### Excerpt provided

##########

#1 to Infinity was a concert residency by American singer-songwriter Mariah Carey at The Colosseum at Caesars Palace in Las Vegas. It began on May 6, 2015, and concluded on July 18, 2017. The show featured all eighteen of Carey's US number-one singles in chronological order.

Background 
Carey announced the residency during her interview on The Ellen DeGeneres Show. The announcement follows reports that Canadian singer Celine Dion would not be returning to the venue who postponed her shows so that she could continue to take care of her ill husband. Later that spring 2015 Celine announced that she will return to Caesars Palace on August 27, 2015. Speaking of the residency, Carey said "I'm going to do my first ever residency in Vegas at Caesars. This is a special event for me. And again, I have to hope that the fans will enjoy this cause I'm gonna be performing, which was kind of inspired by my album #1's, and this is now the updated version with eighteen of them. I've never done this before." Tickets went on sale January 15, 2015.

##########

### Entries supplied
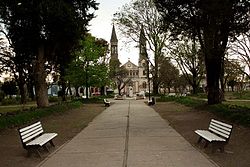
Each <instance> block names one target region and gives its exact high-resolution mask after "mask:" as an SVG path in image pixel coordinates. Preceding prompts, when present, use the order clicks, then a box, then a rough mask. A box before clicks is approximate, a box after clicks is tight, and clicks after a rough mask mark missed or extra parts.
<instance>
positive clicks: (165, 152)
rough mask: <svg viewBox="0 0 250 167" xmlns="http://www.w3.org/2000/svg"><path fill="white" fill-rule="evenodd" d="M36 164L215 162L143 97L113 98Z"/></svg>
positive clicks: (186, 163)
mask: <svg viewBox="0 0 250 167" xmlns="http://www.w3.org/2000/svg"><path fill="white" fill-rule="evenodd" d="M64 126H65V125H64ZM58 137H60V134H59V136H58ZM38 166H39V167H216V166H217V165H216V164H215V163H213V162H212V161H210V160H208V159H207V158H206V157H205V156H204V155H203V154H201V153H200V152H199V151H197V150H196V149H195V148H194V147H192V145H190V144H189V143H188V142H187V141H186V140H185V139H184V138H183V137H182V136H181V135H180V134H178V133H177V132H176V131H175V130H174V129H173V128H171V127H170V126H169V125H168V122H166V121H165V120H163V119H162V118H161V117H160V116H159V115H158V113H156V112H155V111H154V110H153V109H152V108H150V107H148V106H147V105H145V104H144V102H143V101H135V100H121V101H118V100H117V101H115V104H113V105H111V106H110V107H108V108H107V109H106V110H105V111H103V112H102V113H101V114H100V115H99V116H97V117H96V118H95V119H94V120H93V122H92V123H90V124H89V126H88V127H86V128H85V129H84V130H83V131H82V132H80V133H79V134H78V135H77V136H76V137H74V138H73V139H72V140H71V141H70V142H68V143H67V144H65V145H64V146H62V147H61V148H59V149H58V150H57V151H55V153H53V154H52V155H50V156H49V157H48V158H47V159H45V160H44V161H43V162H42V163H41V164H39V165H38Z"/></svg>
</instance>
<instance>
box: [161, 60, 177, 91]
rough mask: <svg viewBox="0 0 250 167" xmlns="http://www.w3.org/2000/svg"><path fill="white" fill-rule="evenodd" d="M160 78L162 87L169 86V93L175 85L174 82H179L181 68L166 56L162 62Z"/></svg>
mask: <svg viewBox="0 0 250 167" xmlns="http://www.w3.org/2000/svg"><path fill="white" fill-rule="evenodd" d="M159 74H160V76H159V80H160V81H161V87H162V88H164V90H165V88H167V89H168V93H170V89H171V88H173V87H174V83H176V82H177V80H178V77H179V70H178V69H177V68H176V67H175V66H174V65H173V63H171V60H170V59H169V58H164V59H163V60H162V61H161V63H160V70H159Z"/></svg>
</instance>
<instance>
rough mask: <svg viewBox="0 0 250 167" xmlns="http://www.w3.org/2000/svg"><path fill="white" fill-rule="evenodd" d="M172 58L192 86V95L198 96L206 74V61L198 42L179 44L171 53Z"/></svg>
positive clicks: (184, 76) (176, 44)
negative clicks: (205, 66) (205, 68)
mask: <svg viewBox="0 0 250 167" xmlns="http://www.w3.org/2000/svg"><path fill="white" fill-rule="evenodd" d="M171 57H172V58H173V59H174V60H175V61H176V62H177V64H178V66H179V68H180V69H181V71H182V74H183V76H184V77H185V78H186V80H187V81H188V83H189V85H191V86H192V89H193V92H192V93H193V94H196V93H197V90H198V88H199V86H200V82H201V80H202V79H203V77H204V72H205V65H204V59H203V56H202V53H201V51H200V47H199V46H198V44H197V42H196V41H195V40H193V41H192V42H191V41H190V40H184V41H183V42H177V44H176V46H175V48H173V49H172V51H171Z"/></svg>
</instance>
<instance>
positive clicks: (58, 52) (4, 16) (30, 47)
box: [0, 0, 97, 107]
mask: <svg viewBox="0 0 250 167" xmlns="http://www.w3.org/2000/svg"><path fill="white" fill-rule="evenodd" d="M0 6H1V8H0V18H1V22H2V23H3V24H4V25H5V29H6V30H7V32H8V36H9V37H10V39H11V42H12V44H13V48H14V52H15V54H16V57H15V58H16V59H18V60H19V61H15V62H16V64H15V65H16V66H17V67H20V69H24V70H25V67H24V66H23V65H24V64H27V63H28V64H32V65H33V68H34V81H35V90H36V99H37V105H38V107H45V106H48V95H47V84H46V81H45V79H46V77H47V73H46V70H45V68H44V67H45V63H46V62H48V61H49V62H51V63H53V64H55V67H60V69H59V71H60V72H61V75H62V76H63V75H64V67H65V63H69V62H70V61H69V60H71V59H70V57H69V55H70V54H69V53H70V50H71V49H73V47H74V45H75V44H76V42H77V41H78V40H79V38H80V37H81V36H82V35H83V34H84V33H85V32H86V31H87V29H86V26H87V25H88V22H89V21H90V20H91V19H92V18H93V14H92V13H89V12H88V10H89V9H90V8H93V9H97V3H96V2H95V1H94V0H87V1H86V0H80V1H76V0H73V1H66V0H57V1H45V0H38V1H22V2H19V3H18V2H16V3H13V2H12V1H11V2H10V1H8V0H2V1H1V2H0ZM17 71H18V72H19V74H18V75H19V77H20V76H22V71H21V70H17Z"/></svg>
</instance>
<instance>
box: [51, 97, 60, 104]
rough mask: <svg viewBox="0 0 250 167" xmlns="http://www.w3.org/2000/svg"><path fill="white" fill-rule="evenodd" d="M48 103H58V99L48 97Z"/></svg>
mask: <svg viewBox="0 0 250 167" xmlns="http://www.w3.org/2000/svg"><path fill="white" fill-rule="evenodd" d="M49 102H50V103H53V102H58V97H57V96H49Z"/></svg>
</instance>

##########

### Task instructions
(A) Print everything from "#1 to Infinity" down to "in chronological order." in the #1 to Infinity passage, word for word.
(B) Write what comes next in the #1 to Infinity passage, starting after its final sentence.
The items come from a source unrelated to the #1 to Infinity passage.

### Activity answers
(A)
#1 to Infinity was a concert residency by American singer-songwriter Mariah Carey at The Colosseum at Caesars Palace in Las Vegas. It began on May 6, 2015, and concluded on July 18, 2017. The show featured all eighteen of Carey's US number-one singles in chronological order.

(B)
Critical response 
Robin Leach from the Las Vegas Sun praised the opening performance, writing the singer "is the highest-pitched contemporary pop singer of the decade."

Set list 

 "Vision of Love"
 "Love Takes Time"
 "Someday" (with elements of "Ain't 2 Proud 2 Beg")
 "I Don't Wanna Cry"
 "Emotions"
 "I'll Be There" (with Trey Lorenz)
 "Dreamlover" (with elements from "Juicy")
 "Hero"
 "Fantasy" (Bad Boy Remix)
 "One Sweet Day" (with Daniel Moore and Trey Lorenz)
 "Always Be My Baby"
 "Honey" (Bad Boy Remix)
 "My All"
 "Heartbreaker" (Desert Storm Remix)
 "Thank God I Found You"
 "We Belong Together"
 "Don't Forget About Us"
 "Touch My Body"
 "Infinity"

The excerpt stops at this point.